__GIVEN INFORMATION__
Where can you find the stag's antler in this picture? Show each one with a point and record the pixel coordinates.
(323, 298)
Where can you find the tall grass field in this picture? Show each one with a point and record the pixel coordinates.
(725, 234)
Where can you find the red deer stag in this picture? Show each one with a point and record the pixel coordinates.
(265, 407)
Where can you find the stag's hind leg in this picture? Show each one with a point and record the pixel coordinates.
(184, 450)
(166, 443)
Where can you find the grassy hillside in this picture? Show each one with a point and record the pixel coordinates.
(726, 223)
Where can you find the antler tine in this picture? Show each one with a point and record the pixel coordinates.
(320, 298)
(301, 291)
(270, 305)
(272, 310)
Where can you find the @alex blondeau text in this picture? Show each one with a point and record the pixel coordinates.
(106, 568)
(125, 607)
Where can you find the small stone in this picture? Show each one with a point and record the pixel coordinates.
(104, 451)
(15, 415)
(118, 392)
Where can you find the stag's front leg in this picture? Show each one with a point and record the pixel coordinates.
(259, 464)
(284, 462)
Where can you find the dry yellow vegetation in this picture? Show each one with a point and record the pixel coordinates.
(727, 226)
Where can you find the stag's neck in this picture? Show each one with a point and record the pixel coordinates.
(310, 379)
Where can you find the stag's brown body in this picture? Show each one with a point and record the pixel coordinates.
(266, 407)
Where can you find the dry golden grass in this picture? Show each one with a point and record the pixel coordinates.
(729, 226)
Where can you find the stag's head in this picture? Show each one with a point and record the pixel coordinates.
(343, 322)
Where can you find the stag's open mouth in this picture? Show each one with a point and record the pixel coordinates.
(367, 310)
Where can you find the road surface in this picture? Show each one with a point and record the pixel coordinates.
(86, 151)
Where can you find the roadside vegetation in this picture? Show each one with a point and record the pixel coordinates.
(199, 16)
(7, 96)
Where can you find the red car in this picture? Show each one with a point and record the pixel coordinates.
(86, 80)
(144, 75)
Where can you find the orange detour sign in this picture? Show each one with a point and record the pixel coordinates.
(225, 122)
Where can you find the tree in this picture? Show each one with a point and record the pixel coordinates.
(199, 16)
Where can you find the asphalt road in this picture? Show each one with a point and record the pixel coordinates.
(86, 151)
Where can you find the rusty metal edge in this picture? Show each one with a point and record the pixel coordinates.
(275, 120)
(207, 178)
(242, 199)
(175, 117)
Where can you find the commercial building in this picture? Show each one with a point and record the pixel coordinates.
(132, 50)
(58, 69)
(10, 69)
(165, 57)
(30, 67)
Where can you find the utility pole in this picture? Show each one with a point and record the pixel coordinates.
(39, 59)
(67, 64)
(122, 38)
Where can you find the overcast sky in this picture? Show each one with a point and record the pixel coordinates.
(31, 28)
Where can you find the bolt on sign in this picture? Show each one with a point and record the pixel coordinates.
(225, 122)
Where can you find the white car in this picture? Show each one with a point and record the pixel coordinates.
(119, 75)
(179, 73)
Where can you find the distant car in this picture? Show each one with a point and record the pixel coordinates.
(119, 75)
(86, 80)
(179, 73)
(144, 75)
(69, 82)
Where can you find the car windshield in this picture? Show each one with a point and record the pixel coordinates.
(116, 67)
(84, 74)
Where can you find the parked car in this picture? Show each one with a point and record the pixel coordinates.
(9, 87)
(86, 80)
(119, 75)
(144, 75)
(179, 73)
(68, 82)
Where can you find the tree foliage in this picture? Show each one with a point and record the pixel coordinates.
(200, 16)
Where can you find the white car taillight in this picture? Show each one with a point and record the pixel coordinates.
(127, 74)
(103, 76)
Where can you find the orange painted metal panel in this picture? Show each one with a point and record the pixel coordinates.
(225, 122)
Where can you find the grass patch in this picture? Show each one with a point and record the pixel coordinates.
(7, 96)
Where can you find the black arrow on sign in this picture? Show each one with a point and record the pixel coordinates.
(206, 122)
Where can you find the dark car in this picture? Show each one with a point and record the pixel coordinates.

__REQUIREMENTS__
Copy out exactly the lines running from the line with "Where can you find the white car taillight" to the end of the records, inclusive.

__TASK RESULT__
Where can you find the white car taillight in this picture? Show each one with a point and record the pixel coordinates.
(127, 74)
(103, 76)
Where can you find the orange painted metal panel in this picture? Show each one with a point and record the pixel coordinates.
(225, 122)
Where can you find the grass patch in this picture? Show each one with a point and record the pixel coordinates.
(7, 96)
Where can you find the black arrow on sign in this picture? Show each one with a point and record the pixel coordinates.
(206, 122)
Where can you find the dark car in this picture? Show each one with a point and record the pixel coordinates.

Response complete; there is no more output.